--- Material for this exercise ---

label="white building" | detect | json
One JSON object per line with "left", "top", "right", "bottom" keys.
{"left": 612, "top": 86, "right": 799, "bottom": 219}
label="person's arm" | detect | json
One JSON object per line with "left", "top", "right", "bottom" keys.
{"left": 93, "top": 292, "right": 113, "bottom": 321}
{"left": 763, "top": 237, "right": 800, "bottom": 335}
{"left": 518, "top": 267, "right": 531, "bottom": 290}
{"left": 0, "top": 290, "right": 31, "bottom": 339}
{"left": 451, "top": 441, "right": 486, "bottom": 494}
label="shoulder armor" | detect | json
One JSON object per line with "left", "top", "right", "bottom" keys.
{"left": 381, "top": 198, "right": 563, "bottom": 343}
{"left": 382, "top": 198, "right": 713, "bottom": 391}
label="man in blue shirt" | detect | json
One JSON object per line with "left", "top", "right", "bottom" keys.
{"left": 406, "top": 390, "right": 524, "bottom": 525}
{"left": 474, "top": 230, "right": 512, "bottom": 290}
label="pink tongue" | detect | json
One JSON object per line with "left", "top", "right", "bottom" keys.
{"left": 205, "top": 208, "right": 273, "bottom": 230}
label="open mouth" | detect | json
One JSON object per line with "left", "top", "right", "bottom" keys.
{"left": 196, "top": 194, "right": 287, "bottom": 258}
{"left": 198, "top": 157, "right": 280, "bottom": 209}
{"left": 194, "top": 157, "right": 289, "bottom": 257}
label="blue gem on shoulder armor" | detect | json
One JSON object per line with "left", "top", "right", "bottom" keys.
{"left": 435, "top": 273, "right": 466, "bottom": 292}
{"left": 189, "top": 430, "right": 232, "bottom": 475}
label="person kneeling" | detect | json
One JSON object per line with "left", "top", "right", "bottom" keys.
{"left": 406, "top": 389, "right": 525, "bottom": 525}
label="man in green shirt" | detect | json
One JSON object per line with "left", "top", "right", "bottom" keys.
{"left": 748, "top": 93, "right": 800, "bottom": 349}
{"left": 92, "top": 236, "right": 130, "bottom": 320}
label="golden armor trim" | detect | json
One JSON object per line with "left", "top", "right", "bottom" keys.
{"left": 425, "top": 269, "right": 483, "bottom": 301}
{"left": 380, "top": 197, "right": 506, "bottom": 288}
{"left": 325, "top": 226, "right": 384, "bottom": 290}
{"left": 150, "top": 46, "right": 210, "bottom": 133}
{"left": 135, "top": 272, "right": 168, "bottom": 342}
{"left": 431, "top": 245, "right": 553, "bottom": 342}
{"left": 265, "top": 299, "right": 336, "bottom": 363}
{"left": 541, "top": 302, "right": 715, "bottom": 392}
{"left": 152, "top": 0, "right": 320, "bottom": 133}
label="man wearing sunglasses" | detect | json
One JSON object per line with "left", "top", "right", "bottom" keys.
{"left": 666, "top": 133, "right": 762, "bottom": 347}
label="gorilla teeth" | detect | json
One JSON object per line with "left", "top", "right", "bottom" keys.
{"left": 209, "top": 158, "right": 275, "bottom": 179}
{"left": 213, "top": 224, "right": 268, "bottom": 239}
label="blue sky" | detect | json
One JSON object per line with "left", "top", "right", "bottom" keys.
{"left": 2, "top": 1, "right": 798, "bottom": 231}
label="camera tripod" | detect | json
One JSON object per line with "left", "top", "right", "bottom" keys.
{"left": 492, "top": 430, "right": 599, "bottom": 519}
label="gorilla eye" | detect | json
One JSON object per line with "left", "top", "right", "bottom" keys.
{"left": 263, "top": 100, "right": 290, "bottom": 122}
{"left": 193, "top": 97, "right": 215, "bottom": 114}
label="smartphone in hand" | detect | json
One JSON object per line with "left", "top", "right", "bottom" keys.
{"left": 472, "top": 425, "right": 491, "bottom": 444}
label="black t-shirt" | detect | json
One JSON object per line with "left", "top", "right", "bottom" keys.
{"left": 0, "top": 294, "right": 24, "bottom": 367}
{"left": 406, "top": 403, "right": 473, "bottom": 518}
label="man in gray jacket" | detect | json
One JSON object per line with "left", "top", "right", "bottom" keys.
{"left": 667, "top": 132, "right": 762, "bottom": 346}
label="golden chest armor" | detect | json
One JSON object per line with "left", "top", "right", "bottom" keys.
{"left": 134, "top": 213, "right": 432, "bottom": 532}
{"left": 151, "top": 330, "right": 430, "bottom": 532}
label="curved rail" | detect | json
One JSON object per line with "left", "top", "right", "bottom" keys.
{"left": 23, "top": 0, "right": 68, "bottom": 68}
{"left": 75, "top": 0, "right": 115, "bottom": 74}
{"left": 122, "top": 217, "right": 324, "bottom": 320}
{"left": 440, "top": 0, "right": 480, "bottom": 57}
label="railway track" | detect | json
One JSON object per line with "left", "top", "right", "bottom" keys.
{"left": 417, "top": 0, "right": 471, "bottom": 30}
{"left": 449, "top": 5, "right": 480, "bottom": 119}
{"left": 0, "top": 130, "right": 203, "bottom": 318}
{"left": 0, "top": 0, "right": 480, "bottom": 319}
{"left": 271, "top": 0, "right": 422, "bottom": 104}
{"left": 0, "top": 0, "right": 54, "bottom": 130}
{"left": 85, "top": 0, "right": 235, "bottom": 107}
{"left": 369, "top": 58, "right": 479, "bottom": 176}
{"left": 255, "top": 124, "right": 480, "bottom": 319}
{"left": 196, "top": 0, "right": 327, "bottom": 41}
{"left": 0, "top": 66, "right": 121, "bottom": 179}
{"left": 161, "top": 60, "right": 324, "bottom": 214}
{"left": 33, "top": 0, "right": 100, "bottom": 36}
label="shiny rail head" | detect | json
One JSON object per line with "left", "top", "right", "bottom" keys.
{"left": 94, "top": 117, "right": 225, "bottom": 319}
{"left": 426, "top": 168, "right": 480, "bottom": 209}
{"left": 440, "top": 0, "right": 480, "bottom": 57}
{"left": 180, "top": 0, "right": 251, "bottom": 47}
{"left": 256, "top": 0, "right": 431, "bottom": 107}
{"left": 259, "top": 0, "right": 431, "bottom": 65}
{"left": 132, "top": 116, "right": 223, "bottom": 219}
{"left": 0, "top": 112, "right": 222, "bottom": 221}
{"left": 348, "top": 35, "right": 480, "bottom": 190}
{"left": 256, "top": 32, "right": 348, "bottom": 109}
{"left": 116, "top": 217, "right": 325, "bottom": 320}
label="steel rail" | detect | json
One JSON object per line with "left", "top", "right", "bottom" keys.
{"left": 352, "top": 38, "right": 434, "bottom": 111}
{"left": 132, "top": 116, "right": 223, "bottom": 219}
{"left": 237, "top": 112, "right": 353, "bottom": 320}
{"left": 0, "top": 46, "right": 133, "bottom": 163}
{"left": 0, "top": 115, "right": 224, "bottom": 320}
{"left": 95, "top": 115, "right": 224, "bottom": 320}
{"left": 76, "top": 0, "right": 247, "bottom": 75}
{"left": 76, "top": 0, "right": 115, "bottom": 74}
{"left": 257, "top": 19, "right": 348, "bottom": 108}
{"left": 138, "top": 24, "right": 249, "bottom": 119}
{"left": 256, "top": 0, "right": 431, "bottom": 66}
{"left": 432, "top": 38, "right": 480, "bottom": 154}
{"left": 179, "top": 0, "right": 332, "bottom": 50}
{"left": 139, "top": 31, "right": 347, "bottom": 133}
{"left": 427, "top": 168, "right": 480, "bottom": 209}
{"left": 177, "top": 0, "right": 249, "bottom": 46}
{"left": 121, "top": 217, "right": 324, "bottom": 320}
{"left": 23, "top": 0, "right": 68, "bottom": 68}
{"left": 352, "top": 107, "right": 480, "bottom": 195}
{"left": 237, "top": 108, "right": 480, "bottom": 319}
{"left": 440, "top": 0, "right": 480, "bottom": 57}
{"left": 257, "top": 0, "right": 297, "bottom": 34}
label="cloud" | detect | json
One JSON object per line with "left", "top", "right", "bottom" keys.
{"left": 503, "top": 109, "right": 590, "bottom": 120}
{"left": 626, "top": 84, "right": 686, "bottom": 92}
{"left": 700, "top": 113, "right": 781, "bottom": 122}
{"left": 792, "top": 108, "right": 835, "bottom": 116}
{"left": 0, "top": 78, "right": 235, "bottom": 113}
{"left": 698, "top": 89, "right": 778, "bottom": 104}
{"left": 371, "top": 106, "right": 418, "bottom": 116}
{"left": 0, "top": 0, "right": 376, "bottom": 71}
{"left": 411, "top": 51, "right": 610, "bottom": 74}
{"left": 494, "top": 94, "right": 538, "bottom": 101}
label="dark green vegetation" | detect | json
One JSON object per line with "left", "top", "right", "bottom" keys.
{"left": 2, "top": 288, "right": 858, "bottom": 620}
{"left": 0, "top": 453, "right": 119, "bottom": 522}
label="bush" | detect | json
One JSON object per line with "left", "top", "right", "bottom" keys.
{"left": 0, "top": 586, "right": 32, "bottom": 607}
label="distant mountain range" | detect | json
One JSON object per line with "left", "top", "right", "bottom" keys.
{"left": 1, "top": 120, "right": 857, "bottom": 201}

---

* _Your assignment_: For this exercise, return every line from the data that holds the string "shirt".

* _Solution to this task_:
label="man in blue shirt" | detect | json
label="man in green shirt" | detect | json
label="black t-shirt" | detect | json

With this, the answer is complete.